▶ **MATERIAL FOR THIS TASK**:
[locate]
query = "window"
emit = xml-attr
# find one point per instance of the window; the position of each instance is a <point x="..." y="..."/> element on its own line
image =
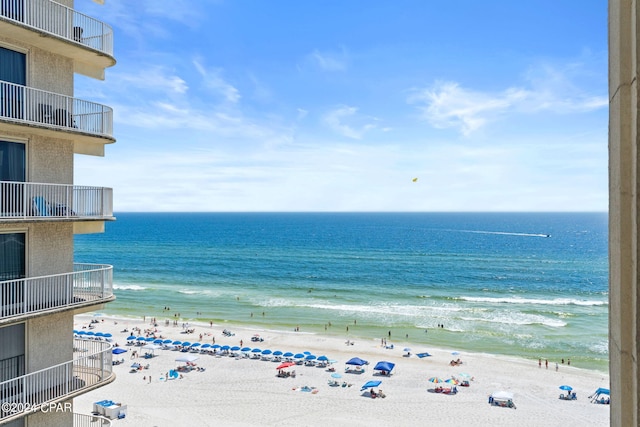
<point x="13" y="78"/>
<point x="12" y="273"/>
<point x="12" y="171"/>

▶ **WHAT TO WORK ON**: Return every line of the item above without any change, but leave out the picture.

▶ **TASK RESULT**:
[locate]
query = "window"
emit = xml-attr
# find one point per instance of the window; the position of each instance is a <point x="..." y="..."/> element on its own line
image =
<point x="13" y="78"/>
<point x="12" y="273"/>
<point x="12" y="171"/>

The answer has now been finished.